▶ _DATA PROVIDED_:
━━━━━━━━━━━━━━━━━━━━
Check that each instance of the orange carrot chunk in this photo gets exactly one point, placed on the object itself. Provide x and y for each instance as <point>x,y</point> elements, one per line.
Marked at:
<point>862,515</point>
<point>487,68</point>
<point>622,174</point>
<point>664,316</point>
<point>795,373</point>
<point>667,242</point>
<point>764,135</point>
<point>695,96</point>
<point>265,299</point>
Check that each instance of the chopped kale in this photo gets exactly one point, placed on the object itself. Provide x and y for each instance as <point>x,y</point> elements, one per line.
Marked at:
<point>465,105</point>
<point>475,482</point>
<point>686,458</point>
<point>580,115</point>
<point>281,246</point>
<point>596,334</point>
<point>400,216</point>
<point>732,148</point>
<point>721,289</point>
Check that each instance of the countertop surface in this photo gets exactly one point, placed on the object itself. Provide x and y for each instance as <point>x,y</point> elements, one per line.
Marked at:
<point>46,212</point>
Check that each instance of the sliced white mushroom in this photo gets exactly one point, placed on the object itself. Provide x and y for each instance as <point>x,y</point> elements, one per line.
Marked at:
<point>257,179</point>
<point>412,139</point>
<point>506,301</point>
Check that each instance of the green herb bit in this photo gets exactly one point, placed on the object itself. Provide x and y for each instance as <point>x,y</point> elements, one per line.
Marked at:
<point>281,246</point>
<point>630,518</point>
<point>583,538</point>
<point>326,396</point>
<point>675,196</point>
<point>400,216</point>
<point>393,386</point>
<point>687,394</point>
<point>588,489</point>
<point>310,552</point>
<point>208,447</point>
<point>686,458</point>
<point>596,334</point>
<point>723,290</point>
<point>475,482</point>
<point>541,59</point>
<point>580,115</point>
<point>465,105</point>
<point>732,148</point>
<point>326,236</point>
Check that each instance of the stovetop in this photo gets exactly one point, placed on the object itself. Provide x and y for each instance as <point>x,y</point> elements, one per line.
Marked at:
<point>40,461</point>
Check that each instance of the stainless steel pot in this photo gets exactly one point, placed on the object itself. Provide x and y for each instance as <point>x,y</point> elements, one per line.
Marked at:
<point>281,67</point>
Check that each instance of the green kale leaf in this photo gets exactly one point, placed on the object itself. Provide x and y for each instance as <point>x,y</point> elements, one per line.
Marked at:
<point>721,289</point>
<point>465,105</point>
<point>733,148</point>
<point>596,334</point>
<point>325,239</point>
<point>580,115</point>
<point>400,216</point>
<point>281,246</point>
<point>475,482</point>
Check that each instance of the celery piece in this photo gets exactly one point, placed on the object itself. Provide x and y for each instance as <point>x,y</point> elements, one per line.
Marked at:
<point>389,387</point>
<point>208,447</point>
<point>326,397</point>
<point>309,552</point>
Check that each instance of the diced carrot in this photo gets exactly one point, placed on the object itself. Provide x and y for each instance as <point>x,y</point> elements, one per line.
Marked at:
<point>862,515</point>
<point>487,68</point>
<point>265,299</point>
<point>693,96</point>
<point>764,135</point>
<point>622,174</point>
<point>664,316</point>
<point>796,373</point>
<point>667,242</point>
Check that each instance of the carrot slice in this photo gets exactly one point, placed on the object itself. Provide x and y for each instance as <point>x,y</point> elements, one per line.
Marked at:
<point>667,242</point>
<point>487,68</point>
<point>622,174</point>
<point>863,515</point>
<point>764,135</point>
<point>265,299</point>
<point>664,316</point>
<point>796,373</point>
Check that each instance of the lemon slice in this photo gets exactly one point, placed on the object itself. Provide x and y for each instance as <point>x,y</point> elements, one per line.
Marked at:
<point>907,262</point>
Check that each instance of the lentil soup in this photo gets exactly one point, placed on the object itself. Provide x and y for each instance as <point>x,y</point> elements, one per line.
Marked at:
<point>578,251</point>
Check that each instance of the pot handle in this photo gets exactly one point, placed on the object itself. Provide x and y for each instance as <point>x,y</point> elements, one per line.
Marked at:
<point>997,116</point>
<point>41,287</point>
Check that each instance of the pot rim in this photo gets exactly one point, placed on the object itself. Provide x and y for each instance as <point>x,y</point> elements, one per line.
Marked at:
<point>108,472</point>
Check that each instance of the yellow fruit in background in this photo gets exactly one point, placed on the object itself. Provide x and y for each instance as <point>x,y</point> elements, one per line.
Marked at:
━━━━━━━━━━━━━━━━━━━━
▶ _OBJECTIVE_:
Please give the rows above as a numbered list, leaving out any blank lines.

▶ _SOLUTION FOR THIS EXERCISE_:
1. Check that each instance of the orange carrot chunk in this photo gets exactly one point, placed on the object itself. Provide x and y for each instance as <point>x,y</point> elements, one per line.
2. Marked at:
3. <point>862,515</point>
4. <point>487,68</point>
5. <point>622,174</point>
6. <point>664,316</point>
7. <point>795,373</point>
8. <point>667,242</point>
9. <point>764,135</point>
10. <point>695,96</point>
11. <point>265,299</point>
12. Check that each instance of the chopped kale in this photo gets exactly one point, placed on the object itself. Provide x and y for each instance as <point>x,y</point> elements, one per line.
13. Marked at:
14. <point>465,105</point>
15. <point>475,482</point>
16. <point>686,458</point>
17. <point>580,115</point>
18. <point>281,246</point>
19. <point>596,334</point>
20. <point>400,216</point>
21. <point>732,148</point>
22. <point>721,289</point>
23. Check that each instance of the countertop surface in this photo gets exactly one point, placed on the object itself. Provide x and y for each instance as <point>x,y</point> elements, one per line.
24. Marked at:
25. <point>46,212</point>
26. Check that each instance of the sliced white mushroom in this photo gets exactly one point, placed on the object itself. Provide x and y for each instance as <point>x,y</point> elements, one per line.
27. Marked at:
28. <point>257,179</point>
29. <point>412,139</point>
30. <point>506,301</point>
31. Check that each instance of the green herb bit in this photo gets exactly one point, placed on the object itself. Provide x and y for each instance as <point>x,y</point> elements, one per line.
32. Marked at:
33. <point>281,246</point>
34. <point>630,518</point>
35. <point>583,538</point>
36. <point>326,396</point>
37. <point>675,196</point>
38. <point>400,216</point>
39. <point>393,386</point>
40. <point>687,394</point>
41. <point>588,489</point>
42. <point>310,552</point>
43. <point>208,447</point>
44. <point>686,458</point>
45. <point>596,334</point>
46. <point>723,290</point>
47. <point>475,482</point>
48. <point>541,59</point>
49. <point>580,115</point>
50. <point>465,105</point>
51. <point>732,148</point>
52. <point>326,236</point>
53. Check that each instance of the stovetop in this photo gets exactly one point, placed on the object itself. Provide x and y for each instance as <point>x,y</point> elements, one per line.
54. Marked at:
55. <point>40,461</point>
56. Check that each instance of the stainless steel pot in this photo gets exactly one point, placed on the object itself. Provide x and y for each instance as <point>x,y</point> elements, one per line.
57. Marked at:
58. <point>281,67</point>
59. Check that each instance of the green kale leaf in this photo gets exactly one point, placed on the object itself. Provide x and y for each instance as <point>x,y</point> elements, one per line.
60. Marked at:
61. <point>721,289</point>
62. <point>465,105</point>
63. <point>733,148</point>
64. <point>596,334</point>
65. <point>325,239</point>
66. <point>580,115</point>
67. <point>400,216</point>
68. <point>281,246</point>
69. <point>475,482</point>
70. Check that each instance of the celery piece in this photo gets exactly one point, placed on the object itself. Provide x and y for each instance as <point>x,y</point> elements, one per line.
71. Marked at:
72. <point>389,387</point>
73. <point>208,447</point>
74. <point>326,397</point>
75. <point>309,552</point>
76. Check that each instance of the diced carrot in this photo gets exactly one point, placed on the object itself. Provide x and y for each instance as <point>x,y</point> elements, one per line.
77. Marked at:
78. <point>862,515</point>
79. <point>487,68</point>
80. <point>265,299</point>
81. <point>693,96</point>
82. <point>764,135</point>
83. <point>622,174</point>
84. <point>664,316</point>
85. <point>796,373</point>
86. <point>667,242</point>
87. Check that each instance of the carrot slice in this photo gets exactly one point, placed on the object itself. Provide x and y for each instance as <point>x,y</point> elements, one per line.
88. Marked at:
89. <point>667,242</point>
90. <point>487,68</point>
91. <point>622,174</point>
92. <point>863,515</point>
93. <point>764,135</point>
94. <point>265,299</point>
95. <point>664,316</point>
96. <point>796,373</point>
97. Check that each instance of the lemon slice in this photo gets exactly one point, placed on the object itself. Provide x and y for each instance as <point>x,y</point> elements, one per line.
98. Marked at:
99. <point>907,262</point>
100. Check that each instance of the lentil soup in this photo gets exactly one point, placed on the object itself. Provide x and y for each instance as <point>x,y</point> elements, one per line.
101. Marked at:
102. <point>578,251</point>
103. Check that each instance of the pot handle in this photo gets exactly one point, placed on the object itself. Provide x and y for each instance as <point>x,y</point> elements, one per line.
104. Marked at:
105. <point>997,116</point>
106. <point>41,287</point>
107. Check that each instance of the pot rim in this photo gets exactly one point, placed on the object itself. Provide x and y for each instance as <point>x,y</point> elements, one per line.
108. Marked at:
109. <point>108,472</point>
110. Check that each instance of the yellow fruit in background in this photo gets exactly one point, placed on the object itself. Provide x and y for each instance as <point>x,y</point> elements, one per line.
111. Marked at:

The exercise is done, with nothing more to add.